-------- DATA PROVIDED

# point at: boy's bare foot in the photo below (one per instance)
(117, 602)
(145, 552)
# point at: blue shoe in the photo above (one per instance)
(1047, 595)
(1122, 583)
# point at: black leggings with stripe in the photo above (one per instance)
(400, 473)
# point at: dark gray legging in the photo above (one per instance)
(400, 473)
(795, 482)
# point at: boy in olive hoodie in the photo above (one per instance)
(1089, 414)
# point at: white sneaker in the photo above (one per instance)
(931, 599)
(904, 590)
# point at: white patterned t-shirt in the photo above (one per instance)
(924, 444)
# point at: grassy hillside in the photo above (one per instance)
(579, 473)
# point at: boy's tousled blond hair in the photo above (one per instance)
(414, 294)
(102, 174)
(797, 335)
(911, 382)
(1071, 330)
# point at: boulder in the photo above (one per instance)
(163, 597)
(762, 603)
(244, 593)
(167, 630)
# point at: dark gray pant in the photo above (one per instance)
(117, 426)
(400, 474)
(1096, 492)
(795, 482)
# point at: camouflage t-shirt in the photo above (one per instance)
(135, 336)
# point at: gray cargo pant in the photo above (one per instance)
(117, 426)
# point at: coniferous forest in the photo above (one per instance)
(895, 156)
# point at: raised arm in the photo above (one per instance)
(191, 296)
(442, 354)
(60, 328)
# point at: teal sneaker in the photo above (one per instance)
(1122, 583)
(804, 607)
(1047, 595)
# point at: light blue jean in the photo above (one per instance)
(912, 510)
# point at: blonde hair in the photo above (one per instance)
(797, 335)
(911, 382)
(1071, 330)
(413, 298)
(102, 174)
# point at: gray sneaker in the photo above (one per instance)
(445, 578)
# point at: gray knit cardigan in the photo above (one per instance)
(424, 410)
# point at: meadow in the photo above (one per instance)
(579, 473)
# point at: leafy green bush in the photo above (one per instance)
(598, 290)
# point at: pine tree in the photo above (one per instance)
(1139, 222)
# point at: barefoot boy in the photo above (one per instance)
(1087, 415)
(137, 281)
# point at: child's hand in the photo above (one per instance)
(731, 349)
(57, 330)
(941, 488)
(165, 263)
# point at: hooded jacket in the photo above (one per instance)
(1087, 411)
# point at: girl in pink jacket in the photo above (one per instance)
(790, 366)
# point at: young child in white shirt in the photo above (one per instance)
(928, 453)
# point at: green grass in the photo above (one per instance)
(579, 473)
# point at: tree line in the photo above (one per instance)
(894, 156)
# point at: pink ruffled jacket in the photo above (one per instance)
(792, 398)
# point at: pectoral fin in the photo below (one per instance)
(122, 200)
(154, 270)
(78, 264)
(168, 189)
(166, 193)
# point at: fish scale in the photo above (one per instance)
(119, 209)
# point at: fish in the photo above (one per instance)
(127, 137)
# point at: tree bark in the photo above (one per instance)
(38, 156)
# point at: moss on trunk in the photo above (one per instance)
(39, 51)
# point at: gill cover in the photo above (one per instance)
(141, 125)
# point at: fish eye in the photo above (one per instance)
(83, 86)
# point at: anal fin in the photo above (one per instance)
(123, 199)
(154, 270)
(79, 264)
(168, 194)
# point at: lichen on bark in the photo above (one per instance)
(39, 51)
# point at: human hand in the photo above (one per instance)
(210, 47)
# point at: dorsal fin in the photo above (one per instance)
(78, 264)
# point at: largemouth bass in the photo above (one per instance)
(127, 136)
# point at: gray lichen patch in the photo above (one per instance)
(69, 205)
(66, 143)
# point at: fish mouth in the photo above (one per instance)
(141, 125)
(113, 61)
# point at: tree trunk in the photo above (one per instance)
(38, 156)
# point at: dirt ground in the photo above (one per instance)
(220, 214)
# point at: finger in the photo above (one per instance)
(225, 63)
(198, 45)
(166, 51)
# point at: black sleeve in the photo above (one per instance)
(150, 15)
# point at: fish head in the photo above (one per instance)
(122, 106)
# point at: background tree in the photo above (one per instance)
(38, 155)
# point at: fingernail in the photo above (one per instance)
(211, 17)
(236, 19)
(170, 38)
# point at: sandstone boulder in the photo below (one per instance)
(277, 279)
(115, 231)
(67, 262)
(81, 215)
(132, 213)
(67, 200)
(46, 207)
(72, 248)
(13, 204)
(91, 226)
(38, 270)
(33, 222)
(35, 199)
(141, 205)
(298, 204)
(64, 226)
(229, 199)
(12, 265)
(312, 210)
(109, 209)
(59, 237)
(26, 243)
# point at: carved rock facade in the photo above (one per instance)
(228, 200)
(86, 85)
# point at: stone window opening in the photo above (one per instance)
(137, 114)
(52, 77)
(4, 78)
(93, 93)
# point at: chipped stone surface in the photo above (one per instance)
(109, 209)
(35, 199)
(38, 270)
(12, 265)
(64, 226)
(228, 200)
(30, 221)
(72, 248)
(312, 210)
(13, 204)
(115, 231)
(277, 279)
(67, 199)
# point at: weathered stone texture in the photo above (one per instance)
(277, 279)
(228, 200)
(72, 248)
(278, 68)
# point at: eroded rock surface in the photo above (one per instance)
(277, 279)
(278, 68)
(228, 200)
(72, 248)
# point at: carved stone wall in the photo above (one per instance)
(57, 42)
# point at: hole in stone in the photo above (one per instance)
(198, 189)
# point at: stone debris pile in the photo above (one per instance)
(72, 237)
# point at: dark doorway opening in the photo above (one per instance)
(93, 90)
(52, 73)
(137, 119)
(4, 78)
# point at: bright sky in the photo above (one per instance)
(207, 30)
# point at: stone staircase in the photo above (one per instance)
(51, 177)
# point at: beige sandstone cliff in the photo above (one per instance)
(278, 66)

----------------

◆ TASK INSTRUCTIONS: Rescale everything from the start of the items down to the line containing "(1089, 414)", and give all those lines again, including the request lines. Multiply every coordinate in the answers by 1.9 and round to a whole number, with halves rounding up.

◆ TASK ANSWER:
# point at: boy's bare foot in the photo below (one per instance)
(222, 1144)
(276, 1049)
# point at: blue shoe in the photo above (one per instance)
(1989, 1131)
(2132, 1108)
# point at: black leggings with stripe in the photo above (one per instance)
(760, 899)
# point at: dark gray legging in the photo above (one per instance)
(760, 899)
(1511, 916)
# point at: boy in olive hoodie in the photo above (one per instance)
(2069, 787)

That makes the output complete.